**Given problem:** Could you reproduce the rows from the line that contains "If you could point to the white tile" through the end of the rows, keeping every line including the requests, but shifting each coordinate listed under a "Query:" line by -99? Leave the sample points inside the requests unchanged.

**Entries supplied:**

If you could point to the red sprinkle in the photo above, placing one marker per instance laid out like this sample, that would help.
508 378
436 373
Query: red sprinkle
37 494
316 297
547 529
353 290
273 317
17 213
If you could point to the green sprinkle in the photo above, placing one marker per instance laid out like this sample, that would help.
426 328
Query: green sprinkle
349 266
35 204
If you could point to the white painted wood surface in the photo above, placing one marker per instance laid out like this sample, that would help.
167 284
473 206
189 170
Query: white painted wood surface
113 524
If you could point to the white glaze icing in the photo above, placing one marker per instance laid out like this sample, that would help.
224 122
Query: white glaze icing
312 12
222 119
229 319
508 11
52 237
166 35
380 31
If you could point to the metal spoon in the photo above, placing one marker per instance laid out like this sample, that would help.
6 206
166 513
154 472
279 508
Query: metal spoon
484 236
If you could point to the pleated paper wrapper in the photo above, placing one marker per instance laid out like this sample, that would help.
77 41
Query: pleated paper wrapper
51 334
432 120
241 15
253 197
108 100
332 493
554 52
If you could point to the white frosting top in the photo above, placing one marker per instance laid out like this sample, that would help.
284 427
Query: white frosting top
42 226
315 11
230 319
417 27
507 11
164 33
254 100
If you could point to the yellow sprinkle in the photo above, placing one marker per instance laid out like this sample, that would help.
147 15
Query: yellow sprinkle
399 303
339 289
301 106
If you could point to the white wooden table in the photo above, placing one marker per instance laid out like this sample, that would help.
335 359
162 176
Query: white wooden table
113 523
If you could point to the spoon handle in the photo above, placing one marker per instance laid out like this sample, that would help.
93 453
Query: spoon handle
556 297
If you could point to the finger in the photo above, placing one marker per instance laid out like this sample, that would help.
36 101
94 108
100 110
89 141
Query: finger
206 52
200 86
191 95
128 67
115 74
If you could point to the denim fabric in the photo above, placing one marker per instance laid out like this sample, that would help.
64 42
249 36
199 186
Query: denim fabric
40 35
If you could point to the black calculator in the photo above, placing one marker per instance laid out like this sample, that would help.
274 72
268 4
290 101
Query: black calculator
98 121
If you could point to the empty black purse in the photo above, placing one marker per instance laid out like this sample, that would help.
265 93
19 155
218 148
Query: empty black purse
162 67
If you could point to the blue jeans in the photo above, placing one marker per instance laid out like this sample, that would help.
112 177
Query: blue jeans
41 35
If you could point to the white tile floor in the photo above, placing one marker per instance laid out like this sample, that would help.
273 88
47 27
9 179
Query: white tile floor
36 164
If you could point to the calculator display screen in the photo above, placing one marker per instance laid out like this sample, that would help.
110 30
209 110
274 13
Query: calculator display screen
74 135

**Correct answer:**
If you could point to the white tile floor in the photo above, placing one marker per instance laid out like this sample, that would help.
273 88
47 27
9 179
Query: white tile floor
-63 65
If you could point to the calculator display screen in the photo above, placing one marker per instance laid out like this sample, that would help.
110 30
209 110
274 13
Query: calculator display screen
-25 36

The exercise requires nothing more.